(Excerpts from point annotation data)
────────
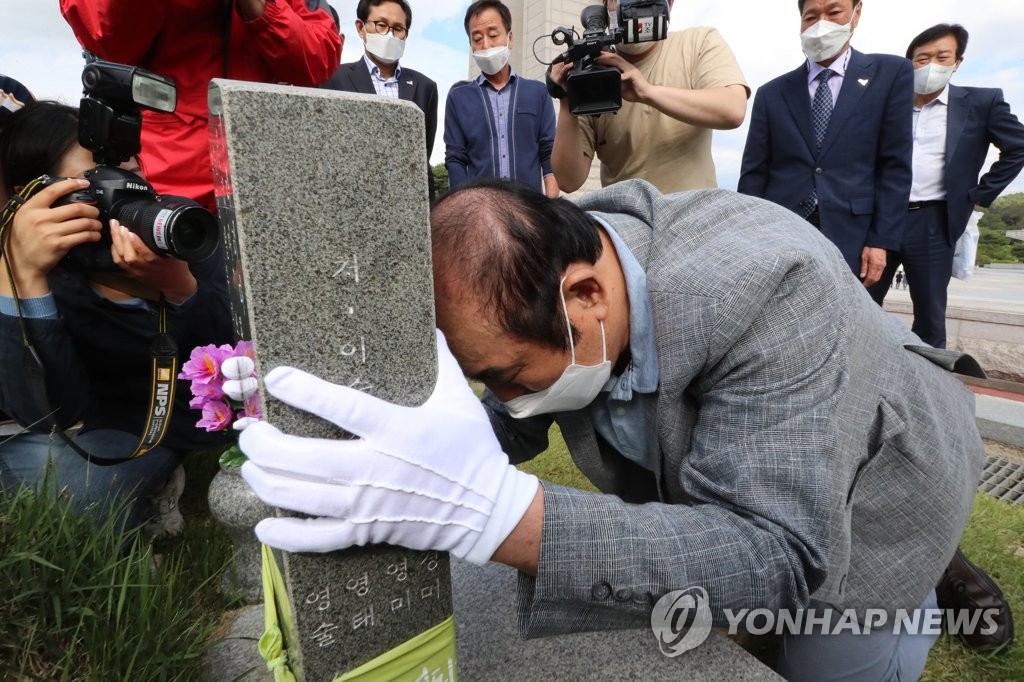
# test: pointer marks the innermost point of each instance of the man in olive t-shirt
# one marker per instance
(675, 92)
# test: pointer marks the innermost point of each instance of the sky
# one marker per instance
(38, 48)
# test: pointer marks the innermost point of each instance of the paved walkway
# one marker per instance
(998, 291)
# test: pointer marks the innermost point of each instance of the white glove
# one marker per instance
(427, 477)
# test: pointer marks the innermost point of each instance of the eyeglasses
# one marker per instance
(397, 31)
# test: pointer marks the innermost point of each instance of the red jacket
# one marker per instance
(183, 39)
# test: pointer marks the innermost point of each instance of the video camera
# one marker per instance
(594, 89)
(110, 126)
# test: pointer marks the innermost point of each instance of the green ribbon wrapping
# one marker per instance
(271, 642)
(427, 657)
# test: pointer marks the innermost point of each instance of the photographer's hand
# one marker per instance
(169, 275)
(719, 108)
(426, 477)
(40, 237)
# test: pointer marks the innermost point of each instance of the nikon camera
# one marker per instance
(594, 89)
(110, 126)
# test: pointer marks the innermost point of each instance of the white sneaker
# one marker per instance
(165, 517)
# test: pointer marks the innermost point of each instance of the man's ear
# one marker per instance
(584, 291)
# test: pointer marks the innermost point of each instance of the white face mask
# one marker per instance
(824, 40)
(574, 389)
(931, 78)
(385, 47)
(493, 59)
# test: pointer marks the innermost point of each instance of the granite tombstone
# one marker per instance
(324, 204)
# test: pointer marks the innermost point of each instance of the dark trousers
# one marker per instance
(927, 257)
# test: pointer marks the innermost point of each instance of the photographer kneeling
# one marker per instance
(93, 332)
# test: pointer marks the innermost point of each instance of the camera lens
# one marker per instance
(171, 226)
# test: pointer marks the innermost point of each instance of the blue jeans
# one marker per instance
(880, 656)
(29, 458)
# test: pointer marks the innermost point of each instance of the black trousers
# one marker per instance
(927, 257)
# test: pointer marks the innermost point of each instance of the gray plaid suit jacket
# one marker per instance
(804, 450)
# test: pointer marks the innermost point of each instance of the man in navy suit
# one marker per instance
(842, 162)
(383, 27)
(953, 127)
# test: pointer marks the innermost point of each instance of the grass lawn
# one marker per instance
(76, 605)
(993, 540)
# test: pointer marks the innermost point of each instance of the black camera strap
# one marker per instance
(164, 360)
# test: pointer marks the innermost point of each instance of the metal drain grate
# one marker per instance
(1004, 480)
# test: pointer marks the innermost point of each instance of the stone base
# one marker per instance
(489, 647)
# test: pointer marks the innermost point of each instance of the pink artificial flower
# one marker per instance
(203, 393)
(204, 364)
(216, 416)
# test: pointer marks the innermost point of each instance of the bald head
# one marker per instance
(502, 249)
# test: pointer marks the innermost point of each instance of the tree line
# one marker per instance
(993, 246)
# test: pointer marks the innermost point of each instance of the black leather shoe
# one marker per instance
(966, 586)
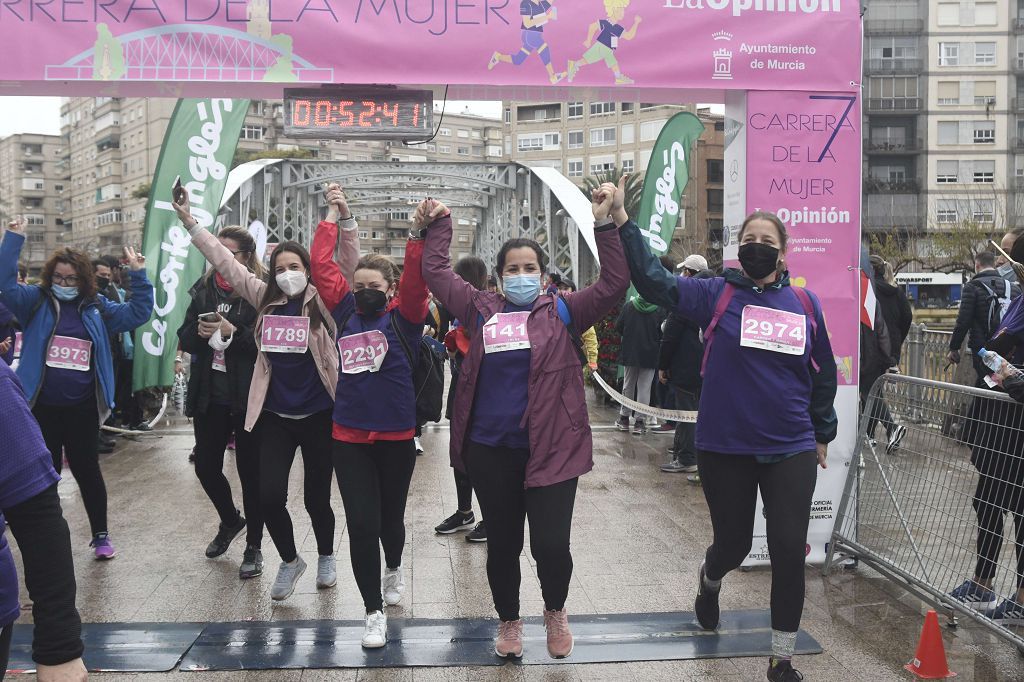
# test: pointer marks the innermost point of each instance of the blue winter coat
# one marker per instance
────────
> **WHAT THE EXERCISE ASKS**
Reproduce every line of the entries, starting with the line containing "the bald head" and going on through the end of the entries, and shift each point coordinate by adding -53 to it. Leave the pictures out of your answer.

> **SOLUTION TO THE PROBLEM**
# test: pointer marks the innermost point of each instance of the bald head
# one marker per instance
(449, 196)
# test: pointer marks the innermost point of each instance of the tree line
# one marker per instance
(940, 193)
# test: pointer marks the innermost point of each instance of the black leather shoe
# one marker per instance
(913, 533)
# test: pointer marks the innermost point of each instance of the blue winter coat
# one marker per instance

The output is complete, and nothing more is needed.